原文节选:
:::::
表5中回归结果显示,在0.1的显著性水平下,除了EP,各因子均对农业科技需求具有显著影响,现将其分类整理、分析如下:
科技意识因子SC在1%的显著性水平上对农业科技需求存在正向作用,回归系数为0.985 2,远高于其它解释变量,这表明这些农户行为是影响农业科技需求最主要的因素。因为科技意识体现了对科技的认知、信赖和偏好,只有具备了科技意识,才会对科技产生意向并主动采用科技产品。同时,根据“预期的自我实现”这一规律,若农户认为农业科技存在一定功效,具有采用技术进行农业生产的内在动力,最终取得的收益也会较高。由表2可知,这类变量得分均值在3.0左右,关注、尝试农业科技等变量的平均得分甚至低于3.0,表明农户科技意识的水平不高,这是导致科技需求不高最主要的原因。
信息交流因子IC对农业科技需求的影响是正向且显著的,回归系数为0.479 1。农户之间的交流行为有利于技术推广,受益于农业技术的农户,会借助于信息交流活动来寻求所需技术;生产规模较大的农户,对农业生产的依赖性较高,能主动参与技术交流活动,获知技术信息。因此,农户的信息交流行为越频繁,采用农业科技产品的可能性越高。由表2的调查结果可知,技术交流与技术共享变量的样本均值分别为2.88和2.57,表明农户在生产实践中较少进行信息交流,这是造成目前农户科技需求不足的重要原因。
:::::
记录清单:
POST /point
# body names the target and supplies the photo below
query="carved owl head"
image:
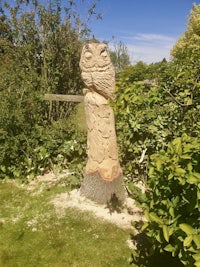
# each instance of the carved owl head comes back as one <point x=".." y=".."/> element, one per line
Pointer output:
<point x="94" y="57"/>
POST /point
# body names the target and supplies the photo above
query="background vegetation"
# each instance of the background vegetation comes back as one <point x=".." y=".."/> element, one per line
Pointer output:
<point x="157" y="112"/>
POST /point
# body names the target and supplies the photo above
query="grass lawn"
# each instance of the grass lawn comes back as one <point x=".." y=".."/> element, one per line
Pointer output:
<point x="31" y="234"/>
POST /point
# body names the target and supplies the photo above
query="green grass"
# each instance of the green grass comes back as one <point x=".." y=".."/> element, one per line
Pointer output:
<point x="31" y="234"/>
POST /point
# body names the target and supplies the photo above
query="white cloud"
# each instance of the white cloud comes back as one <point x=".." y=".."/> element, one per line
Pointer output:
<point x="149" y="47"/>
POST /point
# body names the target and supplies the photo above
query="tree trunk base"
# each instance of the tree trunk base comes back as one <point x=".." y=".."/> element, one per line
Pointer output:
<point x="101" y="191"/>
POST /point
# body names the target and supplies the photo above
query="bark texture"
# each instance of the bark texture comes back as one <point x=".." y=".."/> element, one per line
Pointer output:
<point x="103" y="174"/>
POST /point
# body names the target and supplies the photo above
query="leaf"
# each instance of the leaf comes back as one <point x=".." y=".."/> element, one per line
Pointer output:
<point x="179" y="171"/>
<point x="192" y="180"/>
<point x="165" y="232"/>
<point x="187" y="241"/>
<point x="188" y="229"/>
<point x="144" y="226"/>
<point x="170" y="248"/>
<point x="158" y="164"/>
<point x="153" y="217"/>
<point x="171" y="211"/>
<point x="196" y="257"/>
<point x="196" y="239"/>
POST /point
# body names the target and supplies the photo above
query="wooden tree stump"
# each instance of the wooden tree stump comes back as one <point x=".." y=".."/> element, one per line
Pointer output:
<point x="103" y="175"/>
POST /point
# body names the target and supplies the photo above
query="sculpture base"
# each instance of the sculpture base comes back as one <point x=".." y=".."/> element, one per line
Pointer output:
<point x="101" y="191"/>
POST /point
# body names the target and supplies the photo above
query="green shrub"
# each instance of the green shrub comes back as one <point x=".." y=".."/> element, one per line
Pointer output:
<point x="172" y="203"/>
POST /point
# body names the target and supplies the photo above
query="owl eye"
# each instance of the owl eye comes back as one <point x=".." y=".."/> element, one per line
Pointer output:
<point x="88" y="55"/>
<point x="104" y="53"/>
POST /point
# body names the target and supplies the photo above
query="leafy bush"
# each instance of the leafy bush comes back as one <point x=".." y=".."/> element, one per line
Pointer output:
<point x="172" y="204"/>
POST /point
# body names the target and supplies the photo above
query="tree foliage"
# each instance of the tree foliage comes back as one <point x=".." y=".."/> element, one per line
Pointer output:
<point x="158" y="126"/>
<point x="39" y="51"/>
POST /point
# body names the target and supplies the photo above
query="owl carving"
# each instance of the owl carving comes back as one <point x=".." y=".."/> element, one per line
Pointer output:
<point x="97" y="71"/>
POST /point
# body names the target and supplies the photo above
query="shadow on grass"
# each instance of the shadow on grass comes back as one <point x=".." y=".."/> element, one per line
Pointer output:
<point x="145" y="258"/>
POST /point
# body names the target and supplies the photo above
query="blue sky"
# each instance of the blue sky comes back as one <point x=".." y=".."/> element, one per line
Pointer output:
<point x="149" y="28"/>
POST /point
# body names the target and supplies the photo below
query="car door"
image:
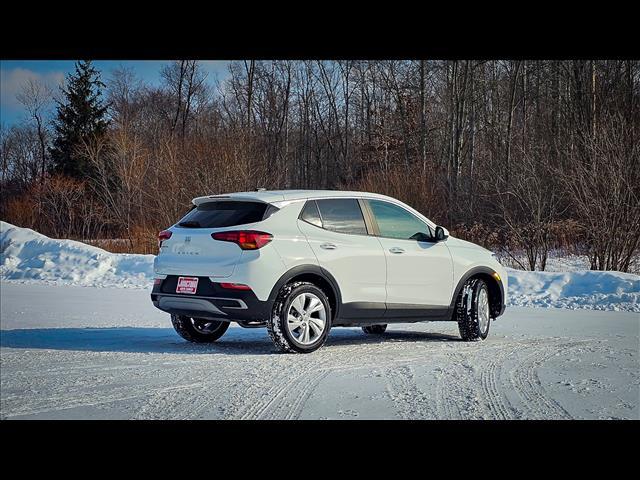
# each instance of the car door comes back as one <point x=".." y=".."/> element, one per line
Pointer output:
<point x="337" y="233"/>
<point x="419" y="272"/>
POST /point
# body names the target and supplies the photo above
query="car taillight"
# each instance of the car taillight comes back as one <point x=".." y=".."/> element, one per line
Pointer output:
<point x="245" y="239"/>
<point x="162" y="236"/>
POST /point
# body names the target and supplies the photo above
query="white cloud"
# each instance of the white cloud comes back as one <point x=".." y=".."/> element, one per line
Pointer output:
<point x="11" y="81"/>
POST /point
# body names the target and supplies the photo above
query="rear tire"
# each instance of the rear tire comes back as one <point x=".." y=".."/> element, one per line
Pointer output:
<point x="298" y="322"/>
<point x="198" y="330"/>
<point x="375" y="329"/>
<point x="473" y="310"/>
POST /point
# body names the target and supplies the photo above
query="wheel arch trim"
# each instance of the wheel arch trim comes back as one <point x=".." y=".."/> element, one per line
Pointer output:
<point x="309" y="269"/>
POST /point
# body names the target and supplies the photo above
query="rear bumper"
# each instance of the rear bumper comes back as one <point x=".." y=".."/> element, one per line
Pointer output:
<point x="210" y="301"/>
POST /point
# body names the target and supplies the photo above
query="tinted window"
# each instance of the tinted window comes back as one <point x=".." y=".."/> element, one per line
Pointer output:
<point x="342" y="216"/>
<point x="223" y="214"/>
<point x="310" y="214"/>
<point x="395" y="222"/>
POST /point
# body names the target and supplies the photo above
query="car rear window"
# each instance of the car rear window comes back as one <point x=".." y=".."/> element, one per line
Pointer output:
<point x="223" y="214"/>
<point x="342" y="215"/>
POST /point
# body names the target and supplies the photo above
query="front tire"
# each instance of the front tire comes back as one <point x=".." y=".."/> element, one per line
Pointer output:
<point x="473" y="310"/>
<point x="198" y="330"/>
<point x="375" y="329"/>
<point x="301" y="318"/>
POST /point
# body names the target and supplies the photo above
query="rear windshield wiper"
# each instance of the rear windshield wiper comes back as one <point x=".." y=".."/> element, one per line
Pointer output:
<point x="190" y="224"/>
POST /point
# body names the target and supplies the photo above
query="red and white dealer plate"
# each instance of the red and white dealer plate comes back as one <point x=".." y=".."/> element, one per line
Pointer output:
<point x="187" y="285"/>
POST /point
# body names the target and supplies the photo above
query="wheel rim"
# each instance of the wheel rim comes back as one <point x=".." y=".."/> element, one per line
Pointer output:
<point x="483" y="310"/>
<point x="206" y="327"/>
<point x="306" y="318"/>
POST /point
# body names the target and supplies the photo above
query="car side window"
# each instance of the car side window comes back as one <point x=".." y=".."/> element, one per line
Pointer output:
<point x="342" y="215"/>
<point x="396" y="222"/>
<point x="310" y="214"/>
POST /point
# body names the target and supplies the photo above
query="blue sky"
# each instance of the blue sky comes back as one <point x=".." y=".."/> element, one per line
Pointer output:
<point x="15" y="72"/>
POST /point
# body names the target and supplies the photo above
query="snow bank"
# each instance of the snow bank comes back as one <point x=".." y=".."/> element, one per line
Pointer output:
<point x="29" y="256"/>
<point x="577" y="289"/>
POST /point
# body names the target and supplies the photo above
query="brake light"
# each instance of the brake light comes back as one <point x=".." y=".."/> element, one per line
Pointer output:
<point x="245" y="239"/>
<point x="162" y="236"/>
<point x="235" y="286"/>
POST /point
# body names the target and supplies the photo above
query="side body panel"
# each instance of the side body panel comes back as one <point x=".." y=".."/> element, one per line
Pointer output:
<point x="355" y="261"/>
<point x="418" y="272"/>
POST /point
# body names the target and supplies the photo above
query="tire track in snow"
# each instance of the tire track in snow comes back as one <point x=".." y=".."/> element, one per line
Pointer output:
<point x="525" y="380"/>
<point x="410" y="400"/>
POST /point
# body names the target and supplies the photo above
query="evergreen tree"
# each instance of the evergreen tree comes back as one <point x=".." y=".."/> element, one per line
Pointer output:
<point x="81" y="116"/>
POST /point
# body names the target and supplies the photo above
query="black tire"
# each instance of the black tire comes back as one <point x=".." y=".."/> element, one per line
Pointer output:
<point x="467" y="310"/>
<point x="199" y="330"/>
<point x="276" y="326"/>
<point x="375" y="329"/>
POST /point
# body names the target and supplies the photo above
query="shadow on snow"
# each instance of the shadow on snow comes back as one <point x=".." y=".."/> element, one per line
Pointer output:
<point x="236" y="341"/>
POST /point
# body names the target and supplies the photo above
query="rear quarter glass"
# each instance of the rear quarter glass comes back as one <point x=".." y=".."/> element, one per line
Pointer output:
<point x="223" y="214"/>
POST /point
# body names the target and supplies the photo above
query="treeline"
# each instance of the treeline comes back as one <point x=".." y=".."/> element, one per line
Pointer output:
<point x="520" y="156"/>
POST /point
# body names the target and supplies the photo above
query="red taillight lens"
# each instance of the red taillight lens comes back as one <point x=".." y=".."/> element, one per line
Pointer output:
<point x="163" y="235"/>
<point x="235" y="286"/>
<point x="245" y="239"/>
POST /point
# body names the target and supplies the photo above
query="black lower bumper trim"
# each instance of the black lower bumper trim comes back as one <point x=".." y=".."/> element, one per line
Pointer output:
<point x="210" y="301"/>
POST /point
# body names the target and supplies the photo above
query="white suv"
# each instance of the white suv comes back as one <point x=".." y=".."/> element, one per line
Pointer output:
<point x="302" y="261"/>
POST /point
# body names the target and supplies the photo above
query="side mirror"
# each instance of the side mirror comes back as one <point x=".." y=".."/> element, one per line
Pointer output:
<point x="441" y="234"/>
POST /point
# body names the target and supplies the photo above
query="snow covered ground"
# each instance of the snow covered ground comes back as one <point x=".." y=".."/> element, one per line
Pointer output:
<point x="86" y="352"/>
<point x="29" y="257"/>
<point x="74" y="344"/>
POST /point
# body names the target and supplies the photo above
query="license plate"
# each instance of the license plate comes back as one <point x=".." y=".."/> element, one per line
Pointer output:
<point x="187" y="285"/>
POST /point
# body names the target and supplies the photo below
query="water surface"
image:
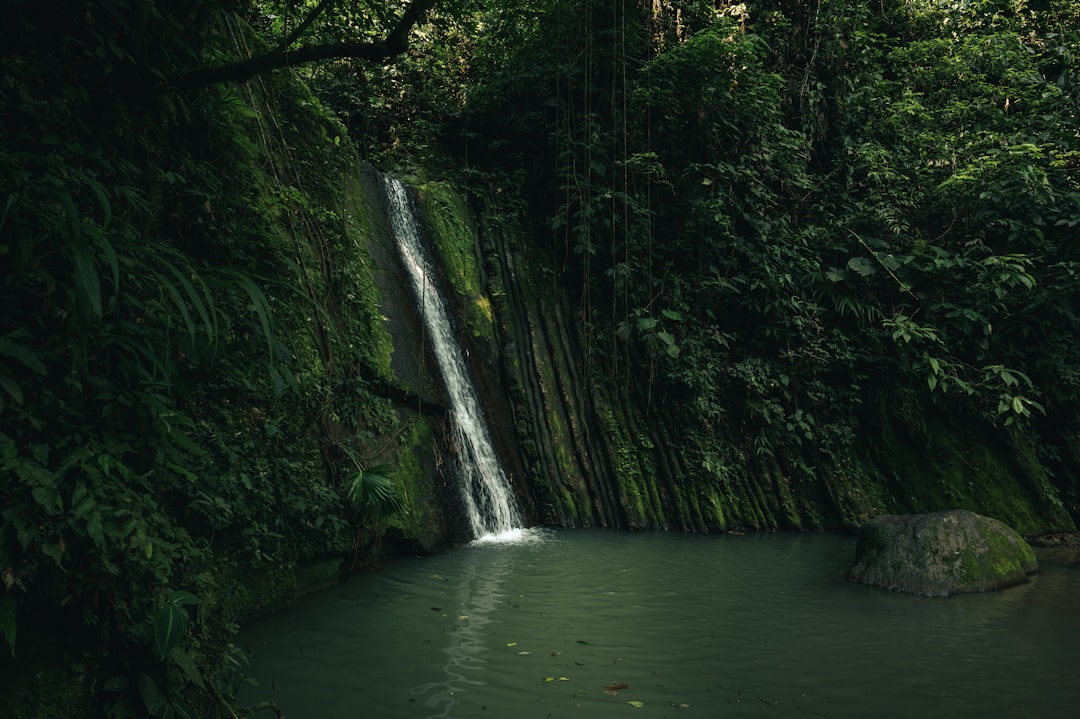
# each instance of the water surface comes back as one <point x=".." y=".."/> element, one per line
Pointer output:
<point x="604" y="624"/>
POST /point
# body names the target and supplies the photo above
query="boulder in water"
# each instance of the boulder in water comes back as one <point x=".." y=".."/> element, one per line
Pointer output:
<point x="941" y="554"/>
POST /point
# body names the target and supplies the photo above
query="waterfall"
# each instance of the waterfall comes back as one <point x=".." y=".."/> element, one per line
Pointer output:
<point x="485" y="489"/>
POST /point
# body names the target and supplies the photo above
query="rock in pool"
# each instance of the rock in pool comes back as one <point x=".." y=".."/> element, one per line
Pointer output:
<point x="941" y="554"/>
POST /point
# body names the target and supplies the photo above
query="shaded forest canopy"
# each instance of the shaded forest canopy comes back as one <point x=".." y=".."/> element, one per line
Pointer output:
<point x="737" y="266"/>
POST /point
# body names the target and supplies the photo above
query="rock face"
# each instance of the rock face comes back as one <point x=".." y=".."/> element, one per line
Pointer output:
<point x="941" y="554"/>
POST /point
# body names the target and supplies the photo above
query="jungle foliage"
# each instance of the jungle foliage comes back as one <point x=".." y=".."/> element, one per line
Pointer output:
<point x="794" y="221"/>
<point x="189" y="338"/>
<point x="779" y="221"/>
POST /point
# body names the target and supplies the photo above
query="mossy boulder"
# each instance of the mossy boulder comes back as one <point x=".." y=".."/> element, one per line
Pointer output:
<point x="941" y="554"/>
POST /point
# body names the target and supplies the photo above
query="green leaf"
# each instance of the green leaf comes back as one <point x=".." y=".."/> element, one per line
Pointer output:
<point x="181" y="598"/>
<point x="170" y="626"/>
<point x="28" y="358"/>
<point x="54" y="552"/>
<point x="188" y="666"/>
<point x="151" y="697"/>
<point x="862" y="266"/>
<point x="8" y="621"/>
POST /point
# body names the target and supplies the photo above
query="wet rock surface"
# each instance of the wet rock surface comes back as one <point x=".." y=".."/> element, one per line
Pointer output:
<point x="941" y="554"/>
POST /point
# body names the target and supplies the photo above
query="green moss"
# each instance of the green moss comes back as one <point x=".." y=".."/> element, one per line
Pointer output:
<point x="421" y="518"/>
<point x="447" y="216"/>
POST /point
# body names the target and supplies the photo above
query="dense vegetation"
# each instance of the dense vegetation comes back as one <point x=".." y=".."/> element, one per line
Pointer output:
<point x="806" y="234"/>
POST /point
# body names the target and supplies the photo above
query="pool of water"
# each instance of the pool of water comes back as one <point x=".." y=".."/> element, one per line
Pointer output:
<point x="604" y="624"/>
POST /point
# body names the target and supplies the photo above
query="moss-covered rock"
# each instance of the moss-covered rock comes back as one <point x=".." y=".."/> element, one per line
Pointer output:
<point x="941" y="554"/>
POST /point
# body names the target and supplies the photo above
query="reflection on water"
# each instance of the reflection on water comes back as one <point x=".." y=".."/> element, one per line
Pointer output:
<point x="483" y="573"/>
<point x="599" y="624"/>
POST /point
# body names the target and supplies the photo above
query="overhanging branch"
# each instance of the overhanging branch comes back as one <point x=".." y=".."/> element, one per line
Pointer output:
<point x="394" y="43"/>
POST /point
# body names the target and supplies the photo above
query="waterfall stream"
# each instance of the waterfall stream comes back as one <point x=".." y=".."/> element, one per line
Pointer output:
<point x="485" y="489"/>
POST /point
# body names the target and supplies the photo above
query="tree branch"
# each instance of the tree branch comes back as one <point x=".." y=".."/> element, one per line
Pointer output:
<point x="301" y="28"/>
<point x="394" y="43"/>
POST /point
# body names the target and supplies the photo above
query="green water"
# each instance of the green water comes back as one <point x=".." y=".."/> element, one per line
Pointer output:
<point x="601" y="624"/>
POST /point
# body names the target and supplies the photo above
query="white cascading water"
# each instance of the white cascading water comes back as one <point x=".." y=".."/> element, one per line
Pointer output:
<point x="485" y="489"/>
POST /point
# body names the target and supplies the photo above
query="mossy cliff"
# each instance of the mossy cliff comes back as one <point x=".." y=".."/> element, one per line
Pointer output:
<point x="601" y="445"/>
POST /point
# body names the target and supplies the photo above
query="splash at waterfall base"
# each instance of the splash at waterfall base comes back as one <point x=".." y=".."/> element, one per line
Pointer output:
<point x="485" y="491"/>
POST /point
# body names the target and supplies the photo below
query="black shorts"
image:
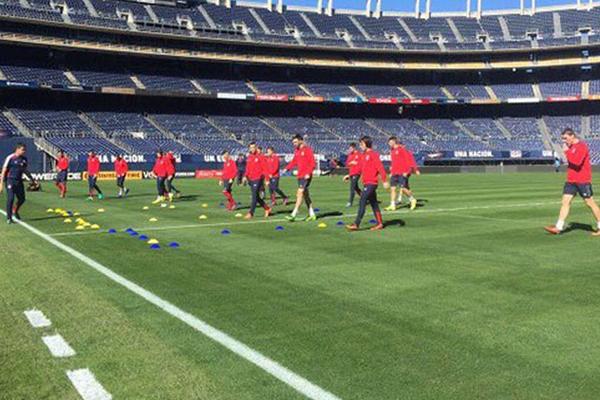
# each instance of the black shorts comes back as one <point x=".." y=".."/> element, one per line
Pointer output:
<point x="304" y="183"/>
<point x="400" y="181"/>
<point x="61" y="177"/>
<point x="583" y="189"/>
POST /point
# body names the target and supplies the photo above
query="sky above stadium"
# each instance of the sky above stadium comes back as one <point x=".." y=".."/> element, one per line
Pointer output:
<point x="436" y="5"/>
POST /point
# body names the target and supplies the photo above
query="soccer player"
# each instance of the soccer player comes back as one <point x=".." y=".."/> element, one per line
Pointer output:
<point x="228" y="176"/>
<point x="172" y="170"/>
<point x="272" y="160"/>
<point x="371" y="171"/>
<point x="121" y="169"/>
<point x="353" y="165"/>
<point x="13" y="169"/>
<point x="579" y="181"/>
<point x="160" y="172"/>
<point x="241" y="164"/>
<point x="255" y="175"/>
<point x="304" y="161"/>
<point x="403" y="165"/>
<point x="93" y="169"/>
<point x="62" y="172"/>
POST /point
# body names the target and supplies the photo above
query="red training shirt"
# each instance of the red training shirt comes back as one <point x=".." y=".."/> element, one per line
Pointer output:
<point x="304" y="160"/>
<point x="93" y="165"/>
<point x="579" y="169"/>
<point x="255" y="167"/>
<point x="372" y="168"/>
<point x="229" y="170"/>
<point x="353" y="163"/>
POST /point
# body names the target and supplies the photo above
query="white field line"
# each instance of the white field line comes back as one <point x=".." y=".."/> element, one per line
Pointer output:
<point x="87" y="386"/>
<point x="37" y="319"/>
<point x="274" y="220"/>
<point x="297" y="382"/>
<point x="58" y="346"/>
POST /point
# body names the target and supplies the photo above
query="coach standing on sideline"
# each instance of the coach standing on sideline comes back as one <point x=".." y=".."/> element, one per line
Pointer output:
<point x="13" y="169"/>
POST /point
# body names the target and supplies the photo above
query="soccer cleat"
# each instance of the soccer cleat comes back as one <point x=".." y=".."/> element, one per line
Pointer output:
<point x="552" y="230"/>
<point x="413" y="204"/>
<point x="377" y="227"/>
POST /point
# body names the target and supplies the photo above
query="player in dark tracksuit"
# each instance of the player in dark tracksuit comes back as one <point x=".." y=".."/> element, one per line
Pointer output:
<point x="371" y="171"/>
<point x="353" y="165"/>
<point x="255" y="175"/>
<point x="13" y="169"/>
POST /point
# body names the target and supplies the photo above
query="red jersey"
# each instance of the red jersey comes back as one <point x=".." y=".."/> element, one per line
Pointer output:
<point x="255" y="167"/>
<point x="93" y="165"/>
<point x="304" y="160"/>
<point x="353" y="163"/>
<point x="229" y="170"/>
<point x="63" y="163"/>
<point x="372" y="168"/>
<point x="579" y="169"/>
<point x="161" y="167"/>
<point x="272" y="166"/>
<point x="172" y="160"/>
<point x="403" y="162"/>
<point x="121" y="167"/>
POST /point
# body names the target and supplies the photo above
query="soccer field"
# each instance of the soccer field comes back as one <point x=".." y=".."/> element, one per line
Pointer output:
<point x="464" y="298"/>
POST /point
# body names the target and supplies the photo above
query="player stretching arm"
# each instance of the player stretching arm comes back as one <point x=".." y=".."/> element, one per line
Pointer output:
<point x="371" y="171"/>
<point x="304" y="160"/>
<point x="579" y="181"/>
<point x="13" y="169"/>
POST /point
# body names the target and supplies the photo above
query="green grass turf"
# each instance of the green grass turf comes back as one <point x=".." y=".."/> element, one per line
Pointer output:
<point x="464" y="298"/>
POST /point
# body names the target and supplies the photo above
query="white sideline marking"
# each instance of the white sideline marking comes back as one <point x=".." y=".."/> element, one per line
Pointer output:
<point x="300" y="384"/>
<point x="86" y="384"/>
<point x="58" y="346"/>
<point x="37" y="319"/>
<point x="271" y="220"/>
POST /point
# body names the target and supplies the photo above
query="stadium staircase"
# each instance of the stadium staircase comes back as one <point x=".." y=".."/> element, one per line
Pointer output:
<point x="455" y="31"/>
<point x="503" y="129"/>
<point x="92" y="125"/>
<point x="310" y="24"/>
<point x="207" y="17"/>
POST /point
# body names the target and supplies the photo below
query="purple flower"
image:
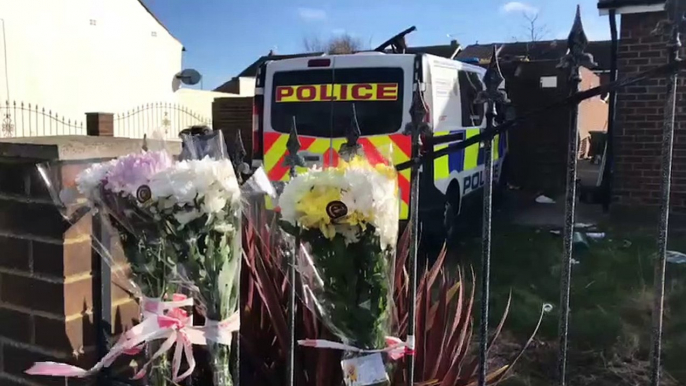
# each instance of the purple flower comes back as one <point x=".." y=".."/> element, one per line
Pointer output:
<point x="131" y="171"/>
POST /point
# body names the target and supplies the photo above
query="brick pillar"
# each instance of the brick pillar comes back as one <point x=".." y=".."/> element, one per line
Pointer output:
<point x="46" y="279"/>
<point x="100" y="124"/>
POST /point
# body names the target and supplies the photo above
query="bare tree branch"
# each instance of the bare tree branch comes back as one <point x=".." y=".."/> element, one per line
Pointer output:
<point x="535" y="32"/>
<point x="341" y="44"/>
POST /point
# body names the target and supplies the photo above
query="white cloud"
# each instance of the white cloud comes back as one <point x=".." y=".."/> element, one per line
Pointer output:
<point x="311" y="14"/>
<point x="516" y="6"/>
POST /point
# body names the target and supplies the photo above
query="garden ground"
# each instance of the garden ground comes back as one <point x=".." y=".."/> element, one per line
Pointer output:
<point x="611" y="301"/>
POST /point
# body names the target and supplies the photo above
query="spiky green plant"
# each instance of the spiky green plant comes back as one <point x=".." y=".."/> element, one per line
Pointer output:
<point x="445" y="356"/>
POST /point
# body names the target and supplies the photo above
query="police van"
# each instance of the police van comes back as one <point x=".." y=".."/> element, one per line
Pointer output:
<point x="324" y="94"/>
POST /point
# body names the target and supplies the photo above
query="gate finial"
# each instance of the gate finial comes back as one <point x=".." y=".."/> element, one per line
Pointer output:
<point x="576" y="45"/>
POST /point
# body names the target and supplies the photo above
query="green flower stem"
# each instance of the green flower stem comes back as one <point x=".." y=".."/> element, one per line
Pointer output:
:::::
问题描述: 列出原文节选中出现的全部因子英文缩写。 以上记录系独立材料。

答复: EP、SC、IC